| Instruction |
Reproduce exactly the lines beginning with the line that contains "Please spot the tree" and ending at the final line of the material below.

| Excerpted data |
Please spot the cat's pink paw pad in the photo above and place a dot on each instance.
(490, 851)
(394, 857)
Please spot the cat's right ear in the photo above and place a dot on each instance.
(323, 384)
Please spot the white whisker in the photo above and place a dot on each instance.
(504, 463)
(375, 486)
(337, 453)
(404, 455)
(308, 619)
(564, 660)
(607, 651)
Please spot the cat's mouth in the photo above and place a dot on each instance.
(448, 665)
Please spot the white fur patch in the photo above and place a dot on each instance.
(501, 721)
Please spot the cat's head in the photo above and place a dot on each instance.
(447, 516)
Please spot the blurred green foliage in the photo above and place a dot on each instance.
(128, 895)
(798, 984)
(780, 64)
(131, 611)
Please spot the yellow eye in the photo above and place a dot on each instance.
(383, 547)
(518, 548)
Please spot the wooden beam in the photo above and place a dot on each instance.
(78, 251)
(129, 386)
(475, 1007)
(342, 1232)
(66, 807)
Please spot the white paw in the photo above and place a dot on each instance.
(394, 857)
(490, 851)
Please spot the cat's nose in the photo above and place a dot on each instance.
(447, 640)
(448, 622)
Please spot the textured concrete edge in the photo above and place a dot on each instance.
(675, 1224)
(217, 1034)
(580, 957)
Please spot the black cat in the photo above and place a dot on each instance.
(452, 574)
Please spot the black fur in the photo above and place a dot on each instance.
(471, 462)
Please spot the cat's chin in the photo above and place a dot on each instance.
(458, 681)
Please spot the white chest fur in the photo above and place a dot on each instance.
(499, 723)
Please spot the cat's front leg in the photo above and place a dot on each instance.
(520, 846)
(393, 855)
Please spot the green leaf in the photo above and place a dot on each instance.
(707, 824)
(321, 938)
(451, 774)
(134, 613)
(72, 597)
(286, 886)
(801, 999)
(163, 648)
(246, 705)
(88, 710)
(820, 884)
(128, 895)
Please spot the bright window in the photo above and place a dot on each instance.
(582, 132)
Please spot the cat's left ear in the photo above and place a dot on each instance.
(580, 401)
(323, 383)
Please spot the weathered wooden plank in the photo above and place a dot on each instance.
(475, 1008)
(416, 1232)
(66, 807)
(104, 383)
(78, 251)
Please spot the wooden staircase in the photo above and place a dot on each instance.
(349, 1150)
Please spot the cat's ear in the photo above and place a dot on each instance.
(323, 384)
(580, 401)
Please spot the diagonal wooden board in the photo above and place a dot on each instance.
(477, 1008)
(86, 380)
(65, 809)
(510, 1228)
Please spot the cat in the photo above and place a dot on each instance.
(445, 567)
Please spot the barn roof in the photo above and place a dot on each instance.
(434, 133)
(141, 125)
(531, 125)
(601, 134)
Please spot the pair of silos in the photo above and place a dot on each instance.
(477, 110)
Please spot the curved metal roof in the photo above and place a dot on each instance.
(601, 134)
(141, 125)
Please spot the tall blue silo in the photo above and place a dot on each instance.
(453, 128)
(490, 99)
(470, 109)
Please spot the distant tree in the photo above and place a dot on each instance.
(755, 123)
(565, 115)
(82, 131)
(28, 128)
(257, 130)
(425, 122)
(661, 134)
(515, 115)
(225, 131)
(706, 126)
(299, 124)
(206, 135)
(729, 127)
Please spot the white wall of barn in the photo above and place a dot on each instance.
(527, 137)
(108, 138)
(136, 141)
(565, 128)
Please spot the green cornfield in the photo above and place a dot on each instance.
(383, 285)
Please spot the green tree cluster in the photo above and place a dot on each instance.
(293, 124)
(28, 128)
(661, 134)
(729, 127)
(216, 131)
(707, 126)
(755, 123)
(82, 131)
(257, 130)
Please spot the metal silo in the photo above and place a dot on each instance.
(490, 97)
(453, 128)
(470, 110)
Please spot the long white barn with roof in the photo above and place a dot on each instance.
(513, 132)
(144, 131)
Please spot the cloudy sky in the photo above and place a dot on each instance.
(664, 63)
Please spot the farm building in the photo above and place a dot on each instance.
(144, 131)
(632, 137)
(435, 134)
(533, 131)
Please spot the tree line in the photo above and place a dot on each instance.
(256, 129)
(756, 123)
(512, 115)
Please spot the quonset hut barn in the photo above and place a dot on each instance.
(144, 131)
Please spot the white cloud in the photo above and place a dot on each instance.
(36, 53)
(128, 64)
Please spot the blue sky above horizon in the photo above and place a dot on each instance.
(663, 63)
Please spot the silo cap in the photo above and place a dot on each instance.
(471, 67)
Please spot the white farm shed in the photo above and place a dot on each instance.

| Response to the exercise |
Please spot the tree line in the photo above and place a dot on each instance.
(256, 129)
(756, 123)
(512, 115)
Please spot the quonset hut barn in the photo above and place a dot on each instance.
(144, 131)
Please spot the white cloud in the photo above and place a dot on each instance.
(36, 53)
(128, 64)
Please spot the blue sky above horizon in the photo above and place a dot on each instance.
(663, 63)
Please spot the silo cap in the photo above and place a dot on each instance.
(471, 67)
Please spot the white farm shed in the photo above and place a dot on each instance.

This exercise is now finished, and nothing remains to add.